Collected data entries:
----
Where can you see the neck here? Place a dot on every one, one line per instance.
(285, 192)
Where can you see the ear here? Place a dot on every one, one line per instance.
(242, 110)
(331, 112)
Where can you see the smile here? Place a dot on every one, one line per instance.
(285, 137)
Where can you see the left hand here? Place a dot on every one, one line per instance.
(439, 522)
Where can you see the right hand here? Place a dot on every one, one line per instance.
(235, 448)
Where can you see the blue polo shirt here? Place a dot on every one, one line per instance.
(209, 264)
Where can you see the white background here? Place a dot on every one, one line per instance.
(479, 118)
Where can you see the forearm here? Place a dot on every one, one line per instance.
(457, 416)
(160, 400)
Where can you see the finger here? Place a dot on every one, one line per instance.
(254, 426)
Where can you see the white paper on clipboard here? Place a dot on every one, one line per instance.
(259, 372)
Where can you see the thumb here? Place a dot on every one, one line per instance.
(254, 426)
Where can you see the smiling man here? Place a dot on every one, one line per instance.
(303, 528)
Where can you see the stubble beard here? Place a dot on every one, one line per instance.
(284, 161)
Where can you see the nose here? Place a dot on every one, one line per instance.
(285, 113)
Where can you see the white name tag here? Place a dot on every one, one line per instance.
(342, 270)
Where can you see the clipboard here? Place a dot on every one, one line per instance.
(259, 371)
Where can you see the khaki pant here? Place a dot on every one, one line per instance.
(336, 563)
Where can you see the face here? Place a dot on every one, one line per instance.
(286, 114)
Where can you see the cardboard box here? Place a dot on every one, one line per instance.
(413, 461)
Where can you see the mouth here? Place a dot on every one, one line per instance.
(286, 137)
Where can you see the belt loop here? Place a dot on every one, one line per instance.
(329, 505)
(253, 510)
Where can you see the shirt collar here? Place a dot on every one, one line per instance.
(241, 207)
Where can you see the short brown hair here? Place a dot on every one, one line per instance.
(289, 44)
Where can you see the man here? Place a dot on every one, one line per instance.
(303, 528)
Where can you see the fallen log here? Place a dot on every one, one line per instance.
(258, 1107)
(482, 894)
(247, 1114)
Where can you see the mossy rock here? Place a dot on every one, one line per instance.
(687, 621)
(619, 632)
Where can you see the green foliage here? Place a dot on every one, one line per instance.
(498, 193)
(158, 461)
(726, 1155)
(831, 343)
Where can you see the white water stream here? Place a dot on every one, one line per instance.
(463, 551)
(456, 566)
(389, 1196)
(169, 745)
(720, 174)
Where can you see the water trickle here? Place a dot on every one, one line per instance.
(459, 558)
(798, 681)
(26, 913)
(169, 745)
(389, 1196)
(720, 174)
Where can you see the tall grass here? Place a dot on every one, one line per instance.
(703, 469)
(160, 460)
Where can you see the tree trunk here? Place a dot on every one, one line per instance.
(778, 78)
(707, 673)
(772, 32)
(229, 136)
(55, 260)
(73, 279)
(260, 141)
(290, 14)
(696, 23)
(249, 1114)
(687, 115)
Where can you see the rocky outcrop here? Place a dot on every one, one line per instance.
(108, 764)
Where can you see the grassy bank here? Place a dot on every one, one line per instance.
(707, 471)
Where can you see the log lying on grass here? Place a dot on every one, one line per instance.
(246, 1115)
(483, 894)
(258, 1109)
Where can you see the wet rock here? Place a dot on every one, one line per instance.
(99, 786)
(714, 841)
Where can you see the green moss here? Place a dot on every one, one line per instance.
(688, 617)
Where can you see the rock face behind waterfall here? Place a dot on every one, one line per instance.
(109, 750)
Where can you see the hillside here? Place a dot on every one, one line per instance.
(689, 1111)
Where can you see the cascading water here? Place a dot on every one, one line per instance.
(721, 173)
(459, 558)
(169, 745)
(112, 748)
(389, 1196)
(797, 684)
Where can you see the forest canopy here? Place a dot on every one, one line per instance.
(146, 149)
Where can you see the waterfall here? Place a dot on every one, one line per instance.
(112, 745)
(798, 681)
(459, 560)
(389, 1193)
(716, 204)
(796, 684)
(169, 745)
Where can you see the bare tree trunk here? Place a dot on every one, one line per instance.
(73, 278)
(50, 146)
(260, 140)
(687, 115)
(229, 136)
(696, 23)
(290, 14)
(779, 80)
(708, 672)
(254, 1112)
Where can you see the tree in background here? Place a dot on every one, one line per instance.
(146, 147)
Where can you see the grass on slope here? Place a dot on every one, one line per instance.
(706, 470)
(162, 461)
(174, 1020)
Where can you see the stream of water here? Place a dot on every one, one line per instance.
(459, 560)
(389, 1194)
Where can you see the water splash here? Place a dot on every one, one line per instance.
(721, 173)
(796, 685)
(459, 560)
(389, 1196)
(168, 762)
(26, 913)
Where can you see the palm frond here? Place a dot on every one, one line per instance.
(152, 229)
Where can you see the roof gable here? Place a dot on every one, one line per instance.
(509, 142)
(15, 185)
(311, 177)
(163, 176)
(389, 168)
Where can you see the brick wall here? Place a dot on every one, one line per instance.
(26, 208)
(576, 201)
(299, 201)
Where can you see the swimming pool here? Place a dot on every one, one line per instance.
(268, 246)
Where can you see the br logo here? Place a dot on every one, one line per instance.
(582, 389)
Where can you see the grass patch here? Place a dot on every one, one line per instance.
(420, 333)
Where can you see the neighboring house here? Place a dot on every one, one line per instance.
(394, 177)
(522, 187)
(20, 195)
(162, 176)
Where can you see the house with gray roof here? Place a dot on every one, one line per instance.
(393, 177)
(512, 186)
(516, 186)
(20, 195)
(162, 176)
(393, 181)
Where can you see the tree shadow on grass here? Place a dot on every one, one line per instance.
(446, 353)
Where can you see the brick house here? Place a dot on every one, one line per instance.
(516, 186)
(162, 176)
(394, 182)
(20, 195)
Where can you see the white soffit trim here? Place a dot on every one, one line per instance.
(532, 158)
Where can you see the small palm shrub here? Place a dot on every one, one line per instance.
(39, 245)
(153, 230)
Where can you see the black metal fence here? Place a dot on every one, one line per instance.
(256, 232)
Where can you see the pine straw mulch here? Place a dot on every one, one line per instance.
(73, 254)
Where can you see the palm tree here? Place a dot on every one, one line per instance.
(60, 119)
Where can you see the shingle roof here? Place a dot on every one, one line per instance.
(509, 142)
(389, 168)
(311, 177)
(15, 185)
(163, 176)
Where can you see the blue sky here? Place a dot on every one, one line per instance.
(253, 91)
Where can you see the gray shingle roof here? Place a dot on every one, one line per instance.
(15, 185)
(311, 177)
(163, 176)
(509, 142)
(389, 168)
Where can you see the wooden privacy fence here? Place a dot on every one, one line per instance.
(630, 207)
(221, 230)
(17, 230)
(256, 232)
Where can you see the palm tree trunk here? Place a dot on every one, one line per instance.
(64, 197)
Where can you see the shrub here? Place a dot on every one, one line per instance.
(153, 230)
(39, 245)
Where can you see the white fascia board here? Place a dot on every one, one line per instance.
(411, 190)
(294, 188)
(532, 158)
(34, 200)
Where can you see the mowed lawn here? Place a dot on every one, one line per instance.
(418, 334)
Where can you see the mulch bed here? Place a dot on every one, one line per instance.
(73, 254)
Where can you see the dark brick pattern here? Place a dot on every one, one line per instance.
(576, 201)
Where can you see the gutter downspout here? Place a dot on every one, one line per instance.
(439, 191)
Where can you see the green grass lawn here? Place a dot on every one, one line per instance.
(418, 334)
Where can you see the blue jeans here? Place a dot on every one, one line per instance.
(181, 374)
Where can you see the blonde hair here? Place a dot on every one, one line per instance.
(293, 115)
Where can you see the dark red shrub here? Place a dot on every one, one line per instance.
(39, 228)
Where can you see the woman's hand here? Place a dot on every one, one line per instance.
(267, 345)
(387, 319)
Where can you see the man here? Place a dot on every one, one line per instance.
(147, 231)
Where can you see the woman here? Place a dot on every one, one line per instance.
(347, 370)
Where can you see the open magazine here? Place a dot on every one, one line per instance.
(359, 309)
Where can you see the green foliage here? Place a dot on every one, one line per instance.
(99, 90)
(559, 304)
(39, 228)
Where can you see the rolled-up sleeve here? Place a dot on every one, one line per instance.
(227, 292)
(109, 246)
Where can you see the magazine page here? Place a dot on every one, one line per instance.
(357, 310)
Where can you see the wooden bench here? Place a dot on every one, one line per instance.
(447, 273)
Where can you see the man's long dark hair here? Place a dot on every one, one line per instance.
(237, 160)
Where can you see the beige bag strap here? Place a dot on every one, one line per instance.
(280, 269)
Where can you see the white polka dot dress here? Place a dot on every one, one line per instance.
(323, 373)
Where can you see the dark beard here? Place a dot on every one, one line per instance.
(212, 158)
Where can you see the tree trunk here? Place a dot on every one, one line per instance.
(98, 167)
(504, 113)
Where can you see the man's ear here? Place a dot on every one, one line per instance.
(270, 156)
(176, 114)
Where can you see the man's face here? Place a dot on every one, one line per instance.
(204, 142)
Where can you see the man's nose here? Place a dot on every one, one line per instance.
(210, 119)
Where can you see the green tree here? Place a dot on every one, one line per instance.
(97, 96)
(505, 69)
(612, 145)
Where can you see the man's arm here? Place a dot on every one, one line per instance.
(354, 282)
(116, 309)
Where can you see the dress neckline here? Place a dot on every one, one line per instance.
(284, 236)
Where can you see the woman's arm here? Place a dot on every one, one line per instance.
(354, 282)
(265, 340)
----
Exactly reproduce the lines from the one containing "Where can you see the rolled-up" through the end of the records, and only those lines.

Where can you see the rolled-up sleeve here? Place a dot on every one, one line per instance.
(227, 292)
(109, 246)
Where can you see the magazine page here? Place a dot on every one, one line per instance.
(357, 310)
Where can you see the wooden bench here? Place a dot on every one, one line per instance.
(447, 273)
Where can you see the man's long dark hair here? Place a dot on every one, one line per instance.
(237, 160)
Where can you see the beige bag strap here? Place a dot on every one, one line per instance.
(280, 269)
Where can you see the white polka dot dress here? Place a dot on every one, one line per instance.
(323, 373)
Where can you see the dark beard here? Place a dot on every one, one line per instance.
(212, 158)
Where can you see the tree trunk here? Place a dot on every one, one line per instance.
(98, 167)
(504, 113)
Where can you see the man's ear here? Place a dot on every one, one line per instance.
(270, 156)
(176, 114)
Where can you see the man's face here? Place a dot on every one, one line per instance.
(204, 142)
Where can you see the man's nose here? Place a dot on every one, one line per instance.
(210, 119)
Where can you see the green tree here? Place a dot on every one, one line per instance.
(97, 96)
(505, 69)
(612, 145)
Where can you see the man's arm here? Place a dot on every one, one line per instance.
(354, 282)
(116, 309)
Where can you see the dress neckline here? Place a dot on every one, one line per instance.
(284, 236)
Where can you see the woman's arm here? Place a dot on every one, one line per instance.
(354, 282)
(265, 340)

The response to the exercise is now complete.